**TASK TO CARRY OUT:** Report every line of the data below that contains the string "horse", copying each such line in full. Case counts.

------------------------------

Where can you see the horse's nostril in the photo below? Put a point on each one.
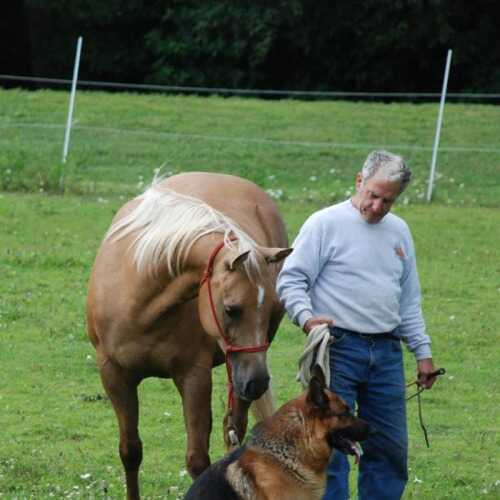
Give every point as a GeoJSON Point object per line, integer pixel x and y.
{"type": "Point", "coordinates": [256, 387]}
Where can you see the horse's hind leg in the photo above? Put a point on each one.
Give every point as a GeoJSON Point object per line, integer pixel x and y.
{"type": "Point", "coordinates": [195, 388]}
{"type": "Point", "coordinates": [122, 391]}
{"type": "Point", "coordinates": [264, 406]}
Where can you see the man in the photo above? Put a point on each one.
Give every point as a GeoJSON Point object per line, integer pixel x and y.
{"type": "Point", "coordinates": [353, 268]}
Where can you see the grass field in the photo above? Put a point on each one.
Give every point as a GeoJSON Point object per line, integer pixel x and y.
{"type": "Point", "coordinates": [59, 434]}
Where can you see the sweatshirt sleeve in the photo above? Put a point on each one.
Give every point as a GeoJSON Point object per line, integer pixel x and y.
{"type": "Point", "coordinates": [412, 327]}
{"type": "Point", "coordinates": [300, 271]}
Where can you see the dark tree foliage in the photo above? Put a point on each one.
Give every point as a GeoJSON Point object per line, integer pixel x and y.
{"type": "Point", "coordinates": [351, 45]}
{"type": "Point", "coordinates": [113, 33]}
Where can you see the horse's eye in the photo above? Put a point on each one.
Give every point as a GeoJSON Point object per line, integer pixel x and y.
{"type": "Point", "coordinates": [233, 312]}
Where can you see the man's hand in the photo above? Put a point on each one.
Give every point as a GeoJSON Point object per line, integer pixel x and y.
{"type": "Point", "coordinates": [315, 321]}
{"type": "Point", "coordinates": [424, 367]}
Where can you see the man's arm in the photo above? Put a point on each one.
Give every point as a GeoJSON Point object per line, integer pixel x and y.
{"type": "Point", "coordinates": [299, 274]}
{"type": "Point", "coordinates": [412, 327]}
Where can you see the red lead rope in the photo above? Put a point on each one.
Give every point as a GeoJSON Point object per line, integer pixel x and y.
{"type": "Point", "coordinates": [228, 347]}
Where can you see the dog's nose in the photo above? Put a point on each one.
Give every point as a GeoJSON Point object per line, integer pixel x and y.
{"type": "Point", "coordinates": [256, 387]}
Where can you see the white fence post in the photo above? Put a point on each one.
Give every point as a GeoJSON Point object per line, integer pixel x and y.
{"type": "Point", "coordinates": [438, 127]}
{"type": "Point", "coordinates": [72, 99]}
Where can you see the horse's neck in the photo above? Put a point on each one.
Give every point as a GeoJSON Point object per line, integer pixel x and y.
{"type": "Point", "coordinates": [199, 255]}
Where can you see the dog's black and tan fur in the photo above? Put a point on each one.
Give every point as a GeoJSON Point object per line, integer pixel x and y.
{"type": "Point", "coordinates": [287, 454]}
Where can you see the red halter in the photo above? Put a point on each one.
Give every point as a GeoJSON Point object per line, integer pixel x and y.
{"type": "Point", "coordinates": [228, 346]}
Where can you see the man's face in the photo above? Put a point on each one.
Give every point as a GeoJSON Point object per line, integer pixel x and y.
{"type": "Point", "coordinates": [375, 197]}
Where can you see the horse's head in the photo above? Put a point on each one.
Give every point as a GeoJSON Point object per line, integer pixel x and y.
{"type": "Point", "coordinates": [236, 306]}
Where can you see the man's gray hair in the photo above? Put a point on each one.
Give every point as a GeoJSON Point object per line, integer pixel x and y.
{"type": "Point", "coordinates": [390, 166]}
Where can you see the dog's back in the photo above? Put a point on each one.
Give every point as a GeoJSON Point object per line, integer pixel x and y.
{"type": "Point", "coordinates": [212, 484]}
{"type": "Point", "coordinates": [287, 454]}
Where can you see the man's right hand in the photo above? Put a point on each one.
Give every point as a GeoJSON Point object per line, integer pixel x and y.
{"type": "Point", "coordinates": [315, 321]}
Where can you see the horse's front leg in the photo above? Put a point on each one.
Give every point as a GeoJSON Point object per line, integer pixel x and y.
{"type": "Point", "coordinates": [235, 423]}
{"type": "Point", "coordinates": [195, 388]}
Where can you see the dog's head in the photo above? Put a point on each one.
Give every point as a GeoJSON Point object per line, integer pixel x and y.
{"type": "Point", "coordinates": [333, 418]}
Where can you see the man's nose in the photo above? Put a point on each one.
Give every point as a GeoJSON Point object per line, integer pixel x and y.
{"type": "Point", "coordinates": [377, 206]}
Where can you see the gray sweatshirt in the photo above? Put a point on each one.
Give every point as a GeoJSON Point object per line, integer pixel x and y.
{"type": "Point", "coordinates": [364, 276]}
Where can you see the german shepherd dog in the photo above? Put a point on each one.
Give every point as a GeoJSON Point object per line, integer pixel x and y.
{"type": "Point", "coordinates": [287, 454]}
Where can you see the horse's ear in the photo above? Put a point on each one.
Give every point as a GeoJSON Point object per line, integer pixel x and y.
{"type": "Point", "coordinates": [275, 254]}
{"type": "Point", "coordinates": [238, 260]}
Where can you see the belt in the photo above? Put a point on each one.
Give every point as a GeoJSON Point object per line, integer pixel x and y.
{"type": "Point", "coordinates": [367, 336]}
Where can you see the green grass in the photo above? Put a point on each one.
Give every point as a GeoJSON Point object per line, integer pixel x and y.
{"type": "Point", "coordinates": [308, 150]}
{"type": "Point", "coordinates": [57, 429]}
{"type": "Point", "coordinates": [59, 434]}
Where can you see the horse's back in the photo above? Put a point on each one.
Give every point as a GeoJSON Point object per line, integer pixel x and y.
{"type": "Point", "coordinates": [240, 199]}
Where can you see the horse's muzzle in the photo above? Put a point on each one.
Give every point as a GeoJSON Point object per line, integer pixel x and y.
{"type": "Point", "coordinates": [255, 388]}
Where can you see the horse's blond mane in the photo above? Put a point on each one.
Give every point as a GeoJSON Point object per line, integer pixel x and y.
{"type": "Point", "coordinates": [166, 224]}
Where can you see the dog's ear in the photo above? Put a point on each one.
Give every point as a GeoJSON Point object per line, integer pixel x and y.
{"type": "Point", "coordinates": [316, 392]}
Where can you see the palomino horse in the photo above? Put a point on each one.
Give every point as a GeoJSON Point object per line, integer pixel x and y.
{"type": "Point", "coordinates": [184, 275]}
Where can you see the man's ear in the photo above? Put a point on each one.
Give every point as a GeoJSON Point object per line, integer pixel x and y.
{"type": "Point", "coordinates": [316, 392]}
{"type": "Point", "coordinates": [359, 181]}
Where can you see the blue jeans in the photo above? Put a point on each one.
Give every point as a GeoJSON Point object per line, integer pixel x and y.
{"type": "Point", "coordinates": [369, 372]}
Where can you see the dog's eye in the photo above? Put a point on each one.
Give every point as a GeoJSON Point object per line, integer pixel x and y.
{"type": "Point", "coordinates": [233, 311]}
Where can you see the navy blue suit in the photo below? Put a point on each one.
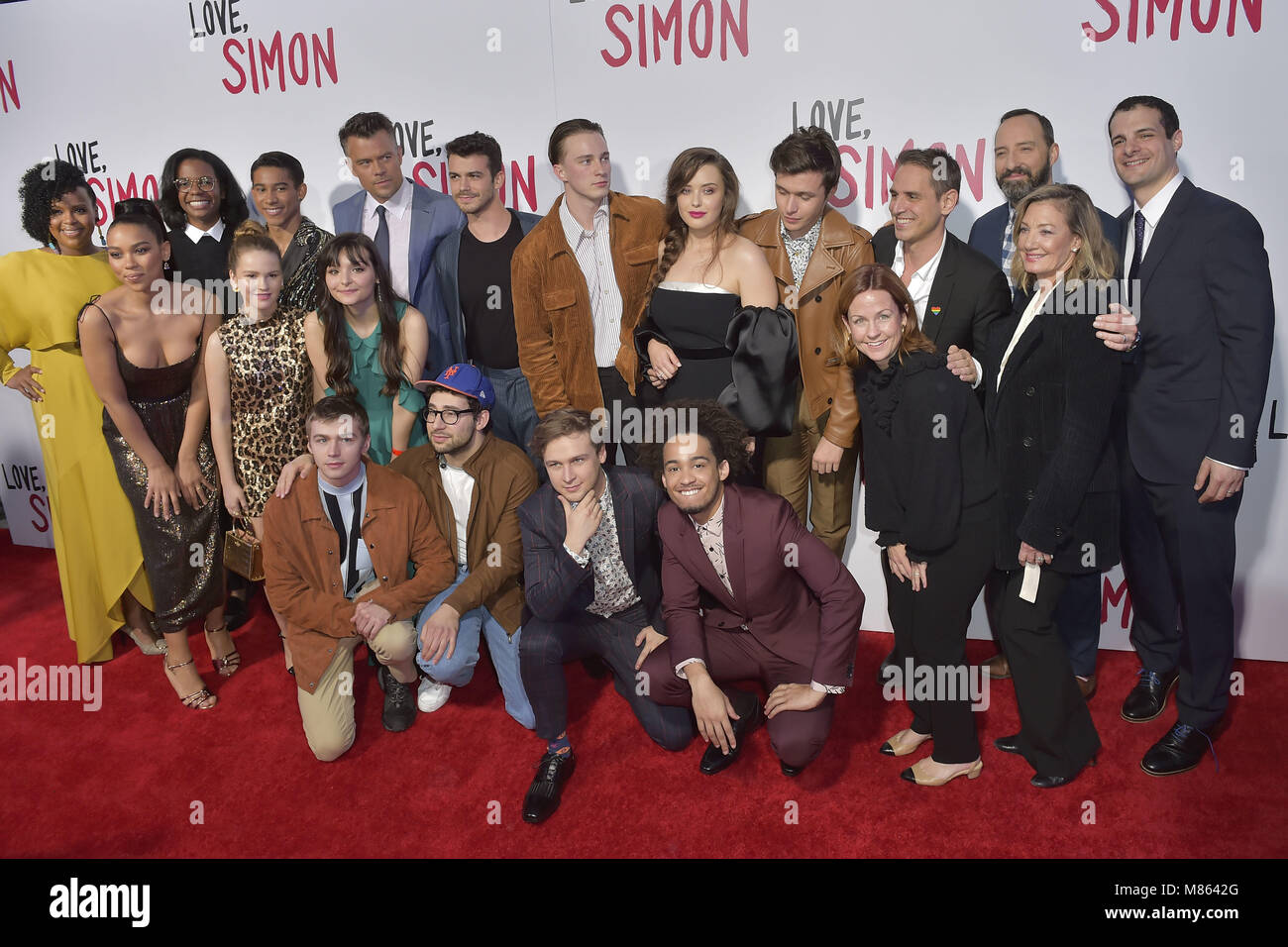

------------------------------

**ANSWER TO THE TASK:**
Where can you see the horse's nostril in the photo below? Put a point on each one.
Where can you see the horse's hind leg in the photo above? Put a point on each one.
Where can you see the horse's eye in the photo above? Put a point on each one.
Where can you see the horse's neck in the photo above? Put a point on each one.
Where can you see the horse's head in the photo above? Put a point on each one.
Where can you see the horse's front leg in the photo above? Put a point on each one.
Where can you see the horse's ear in the photo above? Put a point on each one.
Where can you see the horse's back in the photo above? Put a point on each one.
Where can you see the horse's muzzle in the photo above? Put a point on each one.
Where can you see the horse's blond mane in the photo above? Put a point on each one.
Where can you see the palomino horse in the photo above? Put a point on each one.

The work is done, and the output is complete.